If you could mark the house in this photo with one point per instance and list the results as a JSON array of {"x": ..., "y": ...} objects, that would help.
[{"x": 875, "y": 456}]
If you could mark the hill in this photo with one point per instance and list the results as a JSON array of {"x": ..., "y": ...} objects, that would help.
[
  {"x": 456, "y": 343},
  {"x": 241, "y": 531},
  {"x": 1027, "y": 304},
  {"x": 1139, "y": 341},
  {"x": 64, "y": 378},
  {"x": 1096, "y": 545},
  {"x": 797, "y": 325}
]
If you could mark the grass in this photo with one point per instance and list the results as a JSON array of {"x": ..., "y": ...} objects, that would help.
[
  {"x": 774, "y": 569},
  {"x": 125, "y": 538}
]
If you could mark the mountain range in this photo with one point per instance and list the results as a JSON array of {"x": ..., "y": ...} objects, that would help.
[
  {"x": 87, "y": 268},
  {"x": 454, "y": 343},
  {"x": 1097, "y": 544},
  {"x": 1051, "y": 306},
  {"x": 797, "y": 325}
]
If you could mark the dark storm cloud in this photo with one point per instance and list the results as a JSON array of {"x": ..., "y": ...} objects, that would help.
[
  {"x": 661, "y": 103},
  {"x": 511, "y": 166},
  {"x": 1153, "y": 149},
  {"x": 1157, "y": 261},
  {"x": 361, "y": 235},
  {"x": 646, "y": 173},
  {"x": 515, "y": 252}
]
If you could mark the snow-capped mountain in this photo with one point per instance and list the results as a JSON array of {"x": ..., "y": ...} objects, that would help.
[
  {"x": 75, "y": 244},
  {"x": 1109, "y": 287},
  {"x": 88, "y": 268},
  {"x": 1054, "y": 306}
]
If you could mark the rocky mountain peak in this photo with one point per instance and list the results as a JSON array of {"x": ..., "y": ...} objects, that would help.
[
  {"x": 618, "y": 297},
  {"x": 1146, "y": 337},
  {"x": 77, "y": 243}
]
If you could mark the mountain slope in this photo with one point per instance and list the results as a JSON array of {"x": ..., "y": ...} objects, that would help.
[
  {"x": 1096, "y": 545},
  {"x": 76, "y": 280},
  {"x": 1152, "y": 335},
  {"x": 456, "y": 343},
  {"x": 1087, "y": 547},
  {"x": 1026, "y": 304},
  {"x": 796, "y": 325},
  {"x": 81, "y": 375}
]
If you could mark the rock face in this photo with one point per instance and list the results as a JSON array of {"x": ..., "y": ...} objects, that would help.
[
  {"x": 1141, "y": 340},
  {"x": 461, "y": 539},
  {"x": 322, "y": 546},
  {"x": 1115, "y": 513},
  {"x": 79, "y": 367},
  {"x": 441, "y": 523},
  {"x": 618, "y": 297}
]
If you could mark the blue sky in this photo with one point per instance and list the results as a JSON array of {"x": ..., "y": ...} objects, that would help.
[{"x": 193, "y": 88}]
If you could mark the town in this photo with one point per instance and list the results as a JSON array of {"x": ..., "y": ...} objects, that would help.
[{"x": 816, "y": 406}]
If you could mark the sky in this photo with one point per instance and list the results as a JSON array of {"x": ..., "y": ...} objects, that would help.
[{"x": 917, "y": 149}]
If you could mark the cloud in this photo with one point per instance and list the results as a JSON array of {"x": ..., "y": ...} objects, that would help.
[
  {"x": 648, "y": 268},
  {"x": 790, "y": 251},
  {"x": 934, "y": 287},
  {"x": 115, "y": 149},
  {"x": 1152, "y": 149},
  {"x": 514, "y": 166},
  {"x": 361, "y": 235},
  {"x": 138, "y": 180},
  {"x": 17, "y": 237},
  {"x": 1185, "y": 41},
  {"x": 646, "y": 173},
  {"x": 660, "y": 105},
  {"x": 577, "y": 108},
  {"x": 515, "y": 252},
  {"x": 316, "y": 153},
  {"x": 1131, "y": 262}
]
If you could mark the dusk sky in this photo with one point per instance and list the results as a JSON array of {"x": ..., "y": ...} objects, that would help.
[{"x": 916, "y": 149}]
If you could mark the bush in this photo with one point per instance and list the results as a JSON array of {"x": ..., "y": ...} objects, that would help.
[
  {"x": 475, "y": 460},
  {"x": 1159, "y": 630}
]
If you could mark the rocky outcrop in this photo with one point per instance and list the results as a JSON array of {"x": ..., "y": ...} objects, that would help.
+++++
■ **What you have to do**
Please give back the entries above, unchanged and complete.

■ **Task solution**
If you could mark the house in this photo with one point per instance and list the results as a JSON array of {"x": ..., "y": ...} objects, that would help.
[{"x": 875, "y": 456}]
If you could mark the hill in this photo with one point per instance and list the results as a JSON array of {"x": ..., "y": ...} objects, that would help.
[
  {"x": 456, "y": 343},
  {"x": 241, "y": 531},
  {"x": 1027, "y": 304},
  {"x": 1139, "y": 341},
  {"x": 64, "y": 378},
  {"x": 1096, "y": 545},
  {"x": 797, "y": 325}
]
If you could mark the grass in this photo with one point per instance and list the results as a JSON array of {"x": ..., "y": ...} objects, that would help.
[
  {"x": 774, "y": 569},
  {"x": 125, "y": 538}
]
If you could mark the mountain range in this photo with one point per instance and list the results as a JSON array of {"x": ..., "y": ...} objects, that would help.
[
  {"x": 87, "y": 268},
  {"x": 454, "y": 343},
  {"x": 1097, "y": 544},
  {"x": 1051, "y": 306},
  {"x": 797, "y": 325}
]
If you could mark the dark storm cloud in this photo with one point per instance and list the results as a JSON array of {"x": ..., "y": ...} objects, that would help.
[
  {"x": 661, "y": 103},
  {"x": 511, "y": 166},
  {"x": 1153, "y": 149},
  {"x": 1157, "y": 261},
  {"x": 361, "y": 235},
  {"x": 646, "y": 173},
  {"x": 515, "y": 252}
]
If you could mark the snow-capped mountain in this photo with one point per instance and list the results as a JSON array of {"x": ..., "y": ...} objects, that would help.
[
  {"x": 75, "y": 244},
  {"x": 1109, "y": 287},
  {"x": 88, "y": 268},
  {"x": 1054, "y": 306}
]
If you could mark the rocky mountain peak in this photo with one point per instance and list the results as a JSON array of {"x": ..., "y": ...} objects, that would help.
[
  {"x": 618, "y": 297},
  {"x": 1146, "y": 337},
  {"x": 77, "y": 243}
]
If you could mark the mountain slope in this photo with one point per instance and list the results as a JSON array of {"x": ..., "y": ...} objects, that would help.
[
  {"x": 1096, "y": 545},
  {"x": 76, "y": 280},
  {"x": 1152, "y": 335},
  {"x": 456, "y": 343},
  {"x": 1087, "y": 547},
  {"x": 1026, "y": 304},
  {"x": 796, "y": 325},
  {"x": 81, "y": 375}
]
If you could mark the rock face in this photo with one point per instance and list the results as a JSON array of {"x": ..., "y": ...} objects, that would help.
[
  {"x": 1141, "y": 340},
  {"x": 461, "y": 539},
  {"x": 322, "y": 546},
  {"x": 1115, "y": 513},
  {"x": 79, "y": 367},
  {"x": 441, "y": 523},
  {"x": 618, "y": 297}
]
If you could mark the blue sky in this photo with one point per instance and list the results as a JSON array of {"x": ..., "y": ...} objects, that would help.
[{"x": 193, "y": 88}]
If you could mark the town in this photo with one point per instance and list the results as a JSON array of {"x": ..., "y": ...} objects, that would help.
[{"x": 816, "y": 406}]
If you could mark the sky in this photo with one point per instance and list the results as a JSON array of {"x": ..., "y": ...} objects, that would help.
[{"x": 917, "y": 149}]
If you could mark the cloud in this photo with one point per instance and list the results as a JSON array of {"x": ..., "y": ...} objects, that would help.
[
  {"x": 648, "y": 268},
  {"x": 790, "y": 251},
  {"x": 934, "y": 287},
  {"x": 115, "y": 149},
  {"x": 1152, "y": 149},
  {"x": 514, "y": 166},
  {"x": 361, "y": 235},
  {"x": 138, "y": 180},
  {"x": 17, "y": 237},
  {"x": 1185, "y": 41},
  {"x": 646, "y": 173},
  {"x": 660, "y": 105},
  {"x": 577, "y": 108},
  {"x": 515, "y": 252},
  {"x": 316, "y": 153},
  {"x": 1131, "y": 262}
]
If you could mark the dusk sky in this photo with one point per instance and list the results as a JSON array of {"x": ..., "y": ...} objects, that would help.
[{"x": 916, "y": 149}]
If you could mark the bush in this photo with one point per instance and list the results as a JSON array of {"x": ..., "y": ...} objects, that would help.
[
  {"x": 475, "y": 460},
  {"x": 1159, "y": 630}
]
If you could mark the rocky outcrop in this photo with one point per instance and list the results as a JSON array of {"x": ..., "y": ...} objects, that would help.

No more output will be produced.